DOCUMENTFRAGMENT:
————

“Power Agreement 1999 en MoU 2015 ondergraven inhoud en geest van Brokopondo-overeenkomst”

Fiscaaljurist Roy Shyamnarain stelt dat de Power Agreement 1999 en de MoU 2015 de inhoud en de geest van de Brokopondo-overeenkomst (BO) ondergraven. Dit zei hij onlangs tijdens een presentatie bij Kenniskring.
Eigendom
De BO was een joint venture. Suriname had een inbreng in de vorm van grond en gebruiksrecht van het water. Suriname heeft ook veel exploratie en exploitatie concessies uitgegeven aan Suralco. Suralco kwam met de financiële middelen om fysiekinfrastructuur neer te zetten. Dit alles werd onder eigendomsvoorbehoud overeengekomen. Elke partij die iets inbrengt is eigenaar van hetgeen men inbrengt. Er is eigendom over alles. Echter is de grote discussie de eigendom en bezit over de dam.

————

INVOERGEGEVENS:

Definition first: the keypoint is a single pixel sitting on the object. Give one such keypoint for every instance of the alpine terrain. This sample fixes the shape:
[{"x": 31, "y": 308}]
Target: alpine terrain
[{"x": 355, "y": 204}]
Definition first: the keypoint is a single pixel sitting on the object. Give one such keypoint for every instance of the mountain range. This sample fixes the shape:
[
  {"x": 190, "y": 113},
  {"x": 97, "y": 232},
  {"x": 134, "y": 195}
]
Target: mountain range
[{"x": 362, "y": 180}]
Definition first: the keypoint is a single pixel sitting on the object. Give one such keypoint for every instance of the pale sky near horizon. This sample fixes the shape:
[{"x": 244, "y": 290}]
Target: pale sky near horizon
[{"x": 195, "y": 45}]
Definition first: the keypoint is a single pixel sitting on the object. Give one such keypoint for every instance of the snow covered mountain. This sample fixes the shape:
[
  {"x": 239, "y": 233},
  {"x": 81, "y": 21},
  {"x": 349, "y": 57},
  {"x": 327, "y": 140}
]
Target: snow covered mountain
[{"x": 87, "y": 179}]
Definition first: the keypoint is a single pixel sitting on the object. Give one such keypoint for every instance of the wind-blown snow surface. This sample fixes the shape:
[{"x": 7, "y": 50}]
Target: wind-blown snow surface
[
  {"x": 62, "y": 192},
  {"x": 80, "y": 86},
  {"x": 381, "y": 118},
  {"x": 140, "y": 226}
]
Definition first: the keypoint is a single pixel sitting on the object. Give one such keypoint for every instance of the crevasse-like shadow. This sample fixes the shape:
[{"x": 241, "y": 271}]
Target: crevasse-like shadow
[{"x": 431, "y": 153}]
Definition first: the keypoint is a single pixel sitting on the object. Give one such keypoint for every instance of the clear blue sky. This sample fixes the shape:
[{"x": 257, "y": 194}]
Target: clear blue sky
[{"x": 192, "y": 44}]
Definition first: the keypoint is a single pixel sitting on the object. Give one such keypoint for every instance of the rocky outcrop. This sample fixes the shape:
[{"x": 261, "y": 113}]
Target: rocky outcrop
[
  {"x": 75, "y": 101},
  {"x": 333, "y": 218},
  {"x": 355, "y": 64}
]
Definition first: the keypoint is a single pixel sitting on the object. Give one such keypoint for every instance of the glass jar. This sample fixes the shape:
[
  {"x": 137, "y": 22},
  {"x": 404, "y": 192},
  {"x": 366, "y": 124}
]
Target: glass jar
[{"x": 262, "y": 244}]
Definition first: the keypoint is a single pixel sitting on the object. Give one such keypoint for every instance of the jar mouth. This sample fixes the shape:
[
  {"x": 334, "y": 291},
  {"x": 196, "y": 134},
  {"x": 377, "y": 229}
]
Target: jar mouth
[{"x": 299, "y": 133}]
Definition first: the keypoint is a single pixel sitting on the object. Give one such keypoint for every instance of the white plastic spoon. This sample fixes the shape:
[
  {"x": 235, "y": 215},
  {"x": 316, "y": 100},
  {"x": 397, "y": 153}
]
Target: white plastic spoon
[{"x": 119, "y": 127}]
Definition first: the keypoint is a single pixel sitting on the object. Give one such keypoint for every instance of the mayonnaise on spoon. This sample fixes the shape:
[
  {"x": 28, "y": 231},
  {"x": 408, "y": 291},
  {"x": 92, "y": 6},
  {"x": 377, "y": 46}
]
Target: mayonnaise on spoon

————

OPDRACHT:
Schrijf uit het artikel over de Brokopondo-overeenkomst de tekst letterlijk uit tussen "Fiscaaljurist Roy Shyamnarain" en "over de dam.", beide inbegrepen. Baseer je uitsluitend op het artikel.

UITVOER:
Fiscaaljurist Roy Shyamnarain stelt dat de Power Agreement 1999 en de MoU 2015 de inhoud en de geest van de Brokopondo-overeenkomst (BO) ondergraven. Dit zei hij onlangs tijdens een presentatie bij Kenniskring.
Eigendom
De BO was een joint venture. Suriname had een inbreng in de vorm van grond en gebruiksrecht van het water. Suriname heeft ook veel exploratie en exploitatie concessies uitgegeven aan Suralco. Suralco kwam met de financiële middelen om fysiekinfrastructuur neer te zetten. Dit alles werd onder eigendomsvoorbehoud overeengekomen. Elke partij die iets inbrengt is eigenaar van hetgeen men inbrengt. Er is eigendom over alles. Echter is de grote discussie de eigendom en bezit over de dam.